= Page text =
◇ ◇ ◇

Plotted against intelligence, Flash 3.5 lands in the price-efficient zone — meaningfully cheaper than Sonnet 4.6 with a higher Intel Index, and ~55% cheaper than GPT-5.4 xhigh for 3 fewer Index points:

Scatter plot positioning Gemini 3.5 Flash against Claude Sonnet 4.6, Gemini 3.1 Pro, Gemini 3 Flash, and GPT-5.4 xhigh on output price versus Intelligence Index axes, with Gemini 3.5 Flash highlighted in the price-efficient zone

Where it slips: the three benchmarks Google didn’t lead with

Every Pro-tier-replacing Flash launch has the same hidden cost: somewhere on the benchmark sheet, the smaller model gives ground. Gemini 3.5 Flash gives ground in three places that matter for specific workloads:

1. Dense long-context recall: MRCR v2 · 128k

Flash scores 77.3% vs Pro at 84.9% — a 7.6-point regression. At the 1M-token end of the window the two are within 0.3 points (26.6% vs 26.3%), which tells you something: the regression is in the 128k regime where dense critical information is packed tight. If your workload is “agent reasoning over a single 100-page document with one key fact buried mid-way,” 3.1 Pro is still the right pick. If your workload is “needle in a 1M-token haystack,” neither model is doing it well — both are at 26%.

2. Abstract reasoning: ARC-AGI-2

Flash scores 72.1% vs Pro at 77.1% — a 5-point regression. ARC-AGI-2 is the closest public proxy to “novel-puzzle reasoning under distribution shift” and the gap matters for research workloads that depend on the model finding unprompted solutions. For action-oriented agents, this gap is mostly invisible.

3. Raw parametric knowledge: Humanity’s Last Exam

Flash scores 40.2% vs Pro at 44.4% — a 4.2-point regression. Humanity’s Last Exam is dominated by raw memorized facts across hard sciences and obscure domains. If your agent is going to be asked “what’s the boiling point of 2-methylpentane at 800 Pa?” without retrieval, Pro is still the better recall engine. Most production agents shouldn’t depend on parametric knowledge anyway — that’s what RAG is for.

◇ ◇ ◇

Dataset entries
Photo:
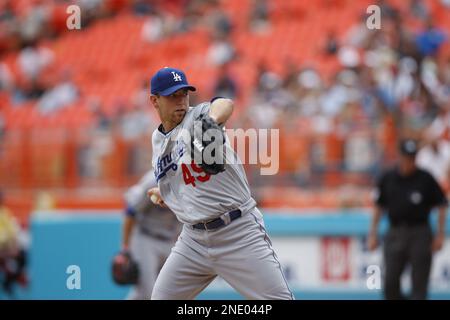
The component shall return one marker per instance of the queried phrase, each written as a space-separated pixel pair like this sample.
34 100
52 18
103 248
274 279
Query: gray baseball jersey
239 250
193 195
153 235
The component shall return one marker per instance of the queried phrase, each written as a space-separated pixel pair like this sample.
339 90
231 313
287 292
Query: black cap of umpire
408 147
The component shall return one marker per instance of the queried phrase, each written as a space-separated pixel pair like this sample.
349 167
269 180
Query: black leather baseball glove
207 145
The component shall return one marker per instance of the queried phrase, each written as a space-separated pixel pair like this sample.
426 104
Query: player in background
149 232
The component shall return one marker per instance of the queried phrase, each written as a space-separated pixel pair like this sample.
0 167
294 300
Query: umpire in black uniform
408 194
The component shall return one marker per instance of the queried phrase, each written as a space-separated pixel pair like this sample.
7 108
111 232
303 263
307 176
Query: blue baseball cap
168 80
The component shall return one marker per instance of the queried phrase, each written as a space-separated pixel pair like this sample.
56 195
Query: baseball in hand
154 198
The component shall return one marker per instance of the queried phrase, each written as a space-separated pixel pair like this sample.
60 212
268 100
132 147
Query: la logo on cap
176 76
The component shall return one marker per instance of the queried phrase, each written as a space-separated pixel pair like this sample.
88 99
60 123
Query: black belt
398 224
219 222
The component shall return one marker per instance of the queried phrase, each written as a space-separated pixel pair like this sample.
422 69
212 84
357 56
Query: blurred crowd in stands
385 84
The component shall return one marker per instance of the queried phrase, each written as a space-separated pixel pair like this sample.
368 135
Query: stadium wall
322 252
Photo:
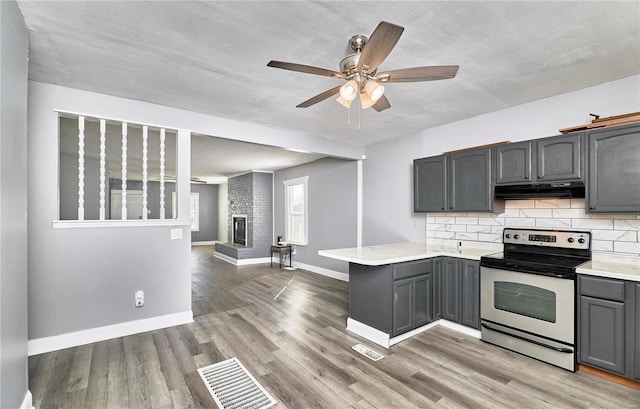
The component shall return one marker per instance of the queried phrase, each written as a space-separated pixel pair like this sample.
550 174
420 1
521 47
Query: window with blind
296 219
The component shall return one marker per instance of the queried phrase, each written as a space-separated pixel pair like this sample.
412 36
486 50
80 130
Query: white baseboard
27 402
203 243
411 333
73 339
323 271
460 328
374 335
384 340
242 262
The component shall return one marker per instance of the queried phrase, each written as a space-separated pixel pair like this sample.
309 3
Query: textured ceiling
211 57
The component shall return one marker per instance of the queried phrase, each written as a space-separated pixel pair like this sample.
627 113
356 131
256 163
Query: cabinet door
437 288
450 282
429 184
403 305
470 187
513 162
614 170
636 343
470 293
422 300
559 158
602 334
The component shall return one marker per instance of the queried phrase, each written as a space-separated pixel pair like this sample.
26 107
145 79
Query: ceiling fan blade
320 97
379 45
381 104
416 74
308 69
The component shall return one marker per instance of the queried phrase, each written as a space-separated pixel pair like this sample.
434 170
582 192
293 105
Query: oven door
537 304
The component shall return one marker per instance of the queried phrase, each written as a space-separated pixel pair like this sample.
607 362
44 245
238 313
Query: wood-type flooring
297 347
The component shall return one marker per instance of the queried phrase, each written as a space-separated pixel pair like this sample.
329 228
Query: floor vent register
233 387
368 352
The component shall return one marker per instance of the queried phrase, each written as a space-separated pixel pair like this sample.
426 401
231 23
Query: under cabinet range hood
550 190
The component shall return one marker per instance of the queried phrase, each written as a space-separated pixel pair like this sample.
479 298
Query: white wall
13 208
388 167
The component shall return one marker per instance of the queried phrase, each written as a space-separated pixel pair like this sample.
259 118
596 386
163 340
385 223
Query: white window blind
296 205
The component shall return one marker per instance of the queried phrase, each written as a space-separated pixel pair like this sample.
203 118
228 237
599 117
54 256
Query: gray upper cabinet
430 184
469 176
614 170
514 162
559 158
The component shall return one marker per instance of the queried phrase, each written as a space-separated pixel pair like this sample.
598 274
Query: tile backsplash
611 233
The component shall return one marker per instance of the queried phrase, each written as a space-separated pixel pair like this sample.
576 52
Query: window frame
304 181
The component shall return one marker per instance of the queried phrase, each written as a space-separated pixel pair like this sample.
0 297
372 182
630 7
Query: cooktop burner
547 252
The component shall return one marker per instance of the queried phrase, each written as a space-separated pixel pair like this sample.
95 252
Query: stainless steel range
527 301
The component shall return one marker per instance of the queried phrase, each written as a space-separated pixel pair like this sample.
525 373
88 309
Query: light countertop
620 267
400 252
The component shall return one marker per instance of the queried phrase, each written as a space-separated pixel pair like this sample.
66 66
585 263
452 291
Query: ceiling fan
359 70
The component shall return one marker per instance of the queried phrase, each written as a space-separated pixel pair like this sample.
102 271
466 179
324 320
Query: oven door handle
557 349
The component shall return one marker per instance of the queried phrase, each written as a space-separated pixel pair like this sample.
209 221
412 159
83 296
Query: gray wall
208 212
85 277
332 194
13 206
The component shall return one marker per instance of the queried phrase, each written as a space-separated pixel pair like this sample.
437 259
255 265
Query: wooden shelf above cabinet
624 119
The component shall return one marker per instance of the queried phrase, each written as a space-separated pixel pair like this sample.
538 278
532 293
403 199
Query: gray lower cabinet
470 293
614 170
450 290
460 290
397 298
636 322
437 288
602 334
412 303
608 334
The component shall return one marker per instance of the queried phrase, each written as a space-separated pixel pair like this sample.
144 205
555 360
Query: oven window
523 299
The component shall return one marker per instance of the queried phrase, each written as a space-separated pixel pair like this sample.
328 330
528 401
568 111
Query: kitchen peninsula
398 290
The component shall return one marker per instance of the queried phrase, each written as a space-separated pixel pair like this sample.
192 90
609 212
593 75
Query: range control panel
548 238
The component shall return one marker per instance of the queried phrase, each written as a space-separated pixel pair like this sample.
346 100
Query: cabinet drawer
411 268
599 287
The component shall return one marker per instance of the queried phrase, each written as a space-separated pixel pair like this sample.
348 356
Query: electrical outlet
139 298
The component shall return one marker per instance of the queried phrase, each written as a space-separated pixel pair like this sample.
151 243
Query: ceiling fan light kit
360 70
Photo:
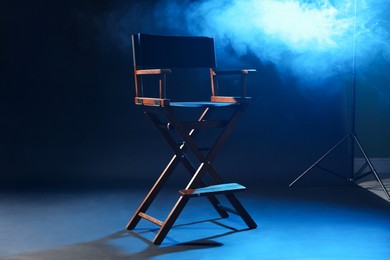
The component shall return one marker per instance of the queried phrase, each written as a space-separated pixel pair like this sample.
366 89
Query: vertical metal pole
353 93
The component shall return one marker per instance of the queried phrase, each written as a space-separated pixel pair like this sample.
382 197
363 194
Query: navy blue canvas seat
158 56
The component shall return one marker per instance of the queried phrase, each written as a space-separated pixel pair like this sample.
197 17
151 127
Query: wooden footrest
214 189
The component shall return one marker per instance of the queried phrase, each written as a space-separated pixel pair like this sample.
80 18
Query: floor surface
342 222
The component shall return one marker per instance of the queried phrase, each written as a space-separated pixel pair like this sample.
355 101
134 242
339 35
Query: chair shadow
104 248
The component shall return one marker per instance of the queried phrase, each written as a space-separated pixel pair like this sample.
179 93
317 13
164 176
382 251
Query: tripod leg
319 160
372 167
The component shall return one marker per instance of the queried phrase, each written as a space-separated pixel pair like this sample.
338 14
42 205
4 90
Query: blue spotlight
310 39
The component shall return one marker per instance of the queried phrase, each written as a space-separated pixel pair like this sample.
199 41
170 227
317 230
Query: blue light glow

◇ ◇ ◇

= Work order A =
Answer these questions from the Gemini 3.5 Flash text:
(i) About how much cheaper than GPT-5.4 xhigh is Flash 3.5?
(ii) On which three benchmarks does Gemini 3.5 Flash give ground?
(iii) What does Flash score on Humanity's Last Exam?
= Work order B =
Rewrite the paragraph in the Gemini 3.5 Flash text that begins "Flash scores 77.3% vs Pro at 84.9%" as a short bulleted list. Keep its main facts.

= Answer section A =
(i) About 55% cheaper.
(ii) MRCR v2 · 128k, ARC-AGI-2, and Humanity's Last Exam.
(iii) 40.2%.

= Answer section B =
- Flash scores 77.3% and Pro scores 84.9%, a 7.6-point regression.
- At the 1M-token end of the window, the two are within 0.3 points (26.6% vs 26.3%).
- The regression therefore lies in the 128k regime, where dense critical information is packed tight.
- For agent reasoning over a single 100-page document with one key fact buried midway, 3.1 Pro is still the right pick.
- For a needle in a 1M-token haystack, neither model does well, since both are at 26%.